▶ [Problem A]: From the register machine problem set, translate this sentence into Spanish: "Register machines provide a means of customizing code for particular processes."
▶ [Problem B]: Write the next few sentences of the register machine problem set, picking up after its final sentence.

% Master File: ps10.tex
\input ../6001mac

\newcommand{\Code}[1]{\mbox{\tt #1}}

\begin{document}

\psetheader{Sample Problem Set}{Compilation}
\begin{center}
{\bf Register Machines and Compilation}
\end{center}

\medskip

Register machines provide a means of customizing code for particular
processes.  In principle, customization leads to more efficient code,
since one can avoid the overhead that comes from a compiler's obligation
to handle more general computations\footnote{For example, the compiler in Chapter
5 generates code in which arguments of procedures are maintained as a list
in the {\tt argl} register.  On the other hand, a register machine
customized for a procedure of, say, three arguments might usefully keep
the arguments in three separate registers.}.

▶ [Dataset]:
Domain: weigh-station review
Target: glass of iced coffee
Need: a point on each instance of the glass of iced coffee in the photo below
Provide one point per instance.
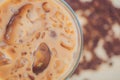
(39, 40)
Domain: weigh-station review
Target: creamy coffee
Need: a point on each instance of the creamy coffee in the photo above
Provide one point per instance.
(37, 40)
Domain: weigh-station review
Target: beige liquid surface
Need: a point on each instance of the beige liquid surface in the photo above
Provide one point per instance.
(24, 25)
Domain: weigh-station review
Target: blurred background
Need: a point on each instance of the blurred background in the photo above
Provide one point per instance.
(100, 21)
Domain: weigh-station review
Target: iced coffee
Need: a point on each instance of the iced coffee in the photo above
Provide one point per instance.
(37, 40)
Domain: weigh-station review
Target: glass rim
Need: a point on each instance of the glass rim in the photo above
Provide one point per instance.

▶ [Exercise result A]: Las máquinas de registros ofrecen un medio para adaptar el código a procesos particulares.

▶ [Exercise result B]:
In this problem set you will handcraft two simple machines and compare
them to the compiler in Chapter 5 of the notes.

The register machines you define should use only the following few
primitives:
\beginlisp
+ - * / inc dec = < > zero?  not true false
cons car cdr pair? null? list eq? symbol? write-line
\endlisp
Even though code generated by the compilers uses more complex primitives
such as 
\beginlisp
lookup-variable-value extend-environment \ldots,
\endlisp
your hand-crafted code should turn out to run more efficiently.

Remember that register machine instructions are only of the
following types:
\beginlisp
test branch assign goto save restore perform
\endlisp
In this problem set, you should not need to use {\tt perform}.
Remember also that the only values that can be assigned to registers
or tested in branches are constants, fetches from registers, or
primitive operations applied to fetches from registers.  No nested
operations are permitted\footnote{For example,
(assign val (op inc) ((op *) (reg a) (reg b)))  
is {\em not} permitted, since a call to {\tt *} is nested inside a
call to {\tt inc}.}.

\medskip
Here are the definitions of two Scheme procedures for deleting all
occurrences of an element, {\tt x}, from a list, {\tt l}:
\beginlisp
(define (delq1 x l)
  (cond ((null? l) '())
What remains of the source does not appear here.